Tekst źródłowy —

####################

Mylisz chyba z prądnicą z magnesami stałymi.
> >> Podobnie jak dynamo rowerowe.
> > Konstrukcje a la magneto to już dawno nie są stosowane.
>
> ??? Że co? A niby jakie są stosowane? To, że jest tak elektromagnes a
> nie magnes stały zasady działania alternatora nie zmienia - nadal jest
> trójfazowa prądnica prądu przemiennego z prostownikiem, której
> uzwojenia mają swoją indukcyjność.
Roman, jest różnica między konstrukcją generatora, który ma za zadanie
pracować jako regulowane źródło napięciowe (alternator) a generatorem,
który pracuje znamionowo w warunkach de facto zwarcia (magneto). To że
oba są z gatunku maszyn magnetoelektrycznych to się wszyscy zgadzamy.
Zobacz, jakie ud i xd ma taki alternator, a jakie ma magneto.
--
Marek Lewandowski
-
28. Data: 2010-07-19 12:27:02
Temat: Re: dwa alternatory
Od: "Roman" <g...@w...pl>
> Konstrukcje a la magneto to już dawno nie są stosowane.
> --
> Marek Lewandowski
Mylisz się....W przeważającej wiekszości motocykli jest własnie taka
konstrukcja...uzwojenie trójfazowe z magnesami stałymi w wirniku...bez
regulatora napięcia daja około 100V....
-
29. Data: 2010-07-19 12:35:17
Temat: Re: dwa alternatory
Od: RoMan Mandziejewicz <r...@p...pl>
Hello PeJot,
Monday, July 19, 2010, 12:40:50 PM, you wrote:
>> Istotą problemu jest jednak tutaj to, że spadek napięcia na diodach ma
>> się nijak do spadku napięcia na impedancji uzwojeń.
> Czyli w razie zwarcia jedynym elementem zabezpieczającym altka będzie
> bezpiecznik ( o ile jest ) ?
Rzadko kiedy jest. I skąd zwarcie? Zakładając jednak, że faktycznie
nastąpiło, to przy zwarciu znika wzbudzenie.
--
Best regards,
RoMan mailto:r...@p...pl
Nowa strona: http://www.elektronika.squadack.com (w budowie!)
-
30. Data: 2010-07-19 12:44:06
Temat: Re: dwa alternatory
Od: RoMan Mandziejewicz <r...@p...pl>
Hello Marek,
Monday, July 19, 2010, 2:09:27 PM, you wrote:
>> >> >Alternator nie jest ograniczony prądowo ani własną impedancją ani
>> >> >regulatorem. Moc znamionowa wynika z termiki, a nie z wydajności źródła.
>> >> Mylisz sie - jest wyraznie ograniczony wlasna indukcyjnoscia.
>> > Przy porządnym zwarciu. Ale zanim do tego zwarcia dojedziesz, to masz
>> > kawał zakresu przeciążenia, w którym prąd da.
>> Punkt mocy maksymalnej jest bliski punktowi zwarcia, niestety.
>> Alternator bez obciążenia daje sporo ponad 100V...
> Maszyna obcowzbudna z regulatorem daje bez obciazenia 100V?
> Mylisz chyba z prądnicą z magnesami stałymi.

####################

Przedstawione informacje —
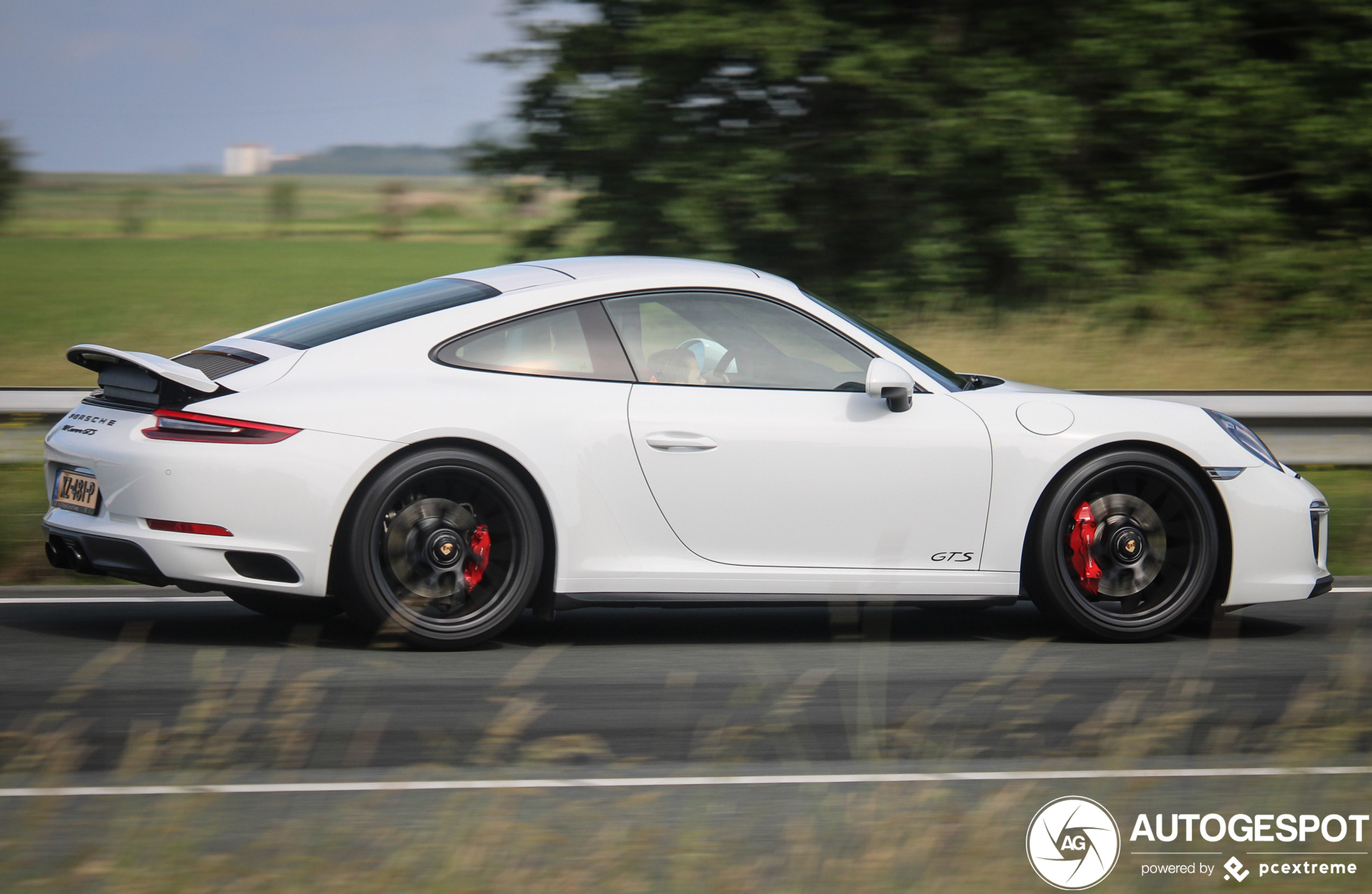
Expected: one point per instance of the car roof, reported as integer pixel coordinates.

####################

Polecenie —
Jaka konstrukcja według tekstu źródłowego występuje w przeważającej większości motocykli?

Oczekiwana odpowiedź —
Uzwojenie trójfazowe z magnesami stałymi w wirniku.